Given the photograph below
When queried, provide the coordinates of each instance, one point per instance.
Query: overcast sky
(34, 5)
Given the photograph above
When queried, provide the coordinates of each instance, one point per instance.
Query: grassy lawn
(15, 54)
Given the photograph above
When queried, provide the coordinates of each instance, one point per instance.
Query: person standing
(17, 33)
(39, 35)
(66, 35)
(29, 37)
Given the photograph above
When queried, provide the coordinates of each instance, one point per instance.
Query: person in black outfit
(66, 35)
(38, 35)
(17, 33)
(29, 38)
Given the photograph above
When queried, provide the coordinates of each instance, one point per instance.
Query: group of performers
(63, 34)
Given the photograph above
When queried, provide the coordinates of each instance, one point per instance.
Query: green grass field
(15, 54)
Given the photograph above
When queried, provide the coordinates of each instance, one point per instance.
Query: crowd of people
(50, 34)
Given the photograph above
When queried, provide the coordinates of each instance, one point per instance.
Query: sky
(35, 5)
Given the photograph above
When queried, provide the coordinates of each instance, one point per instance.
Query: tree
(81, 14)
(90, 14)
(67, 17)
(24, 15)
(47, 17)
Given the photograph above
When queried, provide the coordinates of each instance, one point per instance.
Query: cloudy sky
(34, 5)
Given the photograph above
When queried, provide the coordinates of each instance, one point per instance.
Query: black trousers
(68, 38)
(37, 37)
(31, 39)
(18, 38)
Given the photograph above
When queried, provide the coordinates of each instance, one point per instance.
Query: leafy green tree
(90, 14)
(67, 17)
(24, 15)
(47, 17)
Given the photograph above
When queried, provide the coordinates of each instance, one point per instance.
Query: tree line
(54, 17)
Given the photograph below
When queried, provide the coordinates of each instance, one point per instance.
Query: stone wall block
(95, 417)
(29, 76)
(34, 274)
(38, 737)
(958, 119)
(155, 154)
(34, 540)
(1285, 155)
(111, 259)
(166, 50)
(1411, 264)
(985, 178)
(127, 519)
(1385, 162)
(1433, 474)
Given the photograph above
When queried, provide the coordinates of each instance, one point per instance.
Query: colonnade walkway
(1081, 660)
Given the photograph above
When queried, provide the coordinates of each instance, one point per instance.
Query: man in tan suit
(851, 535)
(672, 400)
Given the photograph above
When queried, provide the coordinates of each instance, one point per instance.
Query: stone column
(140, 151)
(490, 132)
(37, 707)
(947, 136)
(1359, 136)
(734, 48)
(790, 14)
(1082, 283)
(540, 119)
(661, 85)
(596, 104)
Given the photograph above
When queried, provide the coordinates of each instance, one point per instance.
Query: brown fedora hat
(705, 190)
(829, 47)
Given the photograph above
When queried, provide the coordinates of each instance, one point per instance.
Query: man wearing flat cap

__________

For this exercise, give every entry again exactly as it appears.

### Answer space
Given the photograph below
When queried, provide the coordinates of each instance, one point per instance.
Query: overcast sky
(34, 5)
Given the photograph above
When queried, provide the coordinates of each instance, one point per instance.
Query: grassy lawn
(15, 54)
Given the photograph above
When queried, provide the coordinates of each instance, one point per instance.
Query: person standing
(17, 33)
(39, 35)
(66, 35)
(29, 37)
Given the photograph above
When queried, provide the coordinates of each instance, one point per instance.
Query: person in black outfit
(66, 35)
(38, 35)
(17, 33)
(29, 38)
Given the photograph above
When queried, provide the coordinates of each instance, one point per instance.
Query: group of performers
(63, 34)
Given the photograph above
When queried, provide the coordinates of each instance, one point per instance.
Query: green grass field
(15, 54)
Given the photograph above
When queried, provide the coordinates of each instance, one point per instance.
Query: crowd of people
(50, 34)
Given the photograph above
When queried, provide the coordinates of each instance, one point per instance.
Query: sky
(35, 5)
Given the photograph above
When queried, provide the coordinates of each instance, one point per instance.
Query: tree
(81, 14)
(90, 14)
(67, 17)
(24, 15)
(47, 17)
Given the photograph above
When queried, provide the coordinates of each instance, one point per instance.
Query: cloudy sky
(34, 5)
Given the photograph above
When queried, provide the coordinates of each instance, one point per instance.
Query: black trousers
(68, 38)
(37, 37)
(31, 39)
(18, 38)
Given the photograph above
When queried, provide the coordinates of each instance, one point per instance.
Query: leafy green tree
(90, 14)
(67, 17)
(24, 15)
(47, 17)
Given the photograph above
When queried, provide the coordinates of each instance, one point per instance.
Query: tree line
(54, 17)
Given the photograph below
When queried, provide the coordinates of each instance, one point per instance.
Query: stone wall block
(95, 417)
(29, 76)
(34, 274)
(38, 737)
(958, 119)
(155, 154)
(34, 540)
(1285, 155)
(111, 259)
(166, 50)
(1411, 264)
(985, 178)
(127, 519)
(1385, 162)
(1433, 474)
Given the photograph above
When queried, provide the coordinates of each instance, one point per instance.
Query: colonnade walkway
(1081, 660)
Given the photograph above
When queried, provide the coordinates of each instance, one point per instance.
Query: man in tan suit
(851, 535)
(672, 400)
Given the photograph above
When queried, provide the coordinates of each instance, one point per instance.
Query: stone column
(140, 151)
(490, 132)
(37, 707)
(947, 136)
(1359, 136)
(734, 48)
(790, 14)
(1082, 283)
(540, 119)
(661, 85)
(596, 104)
Given the photograph above
When queried, provide the coordinates of each instance, one point per instance.
Query: brown fedora hat
(705, 190)
(829, 47)
Given the photograph above
When queried, provide the coordinates of each instance, one point per instance.
Query: man wearing flat cap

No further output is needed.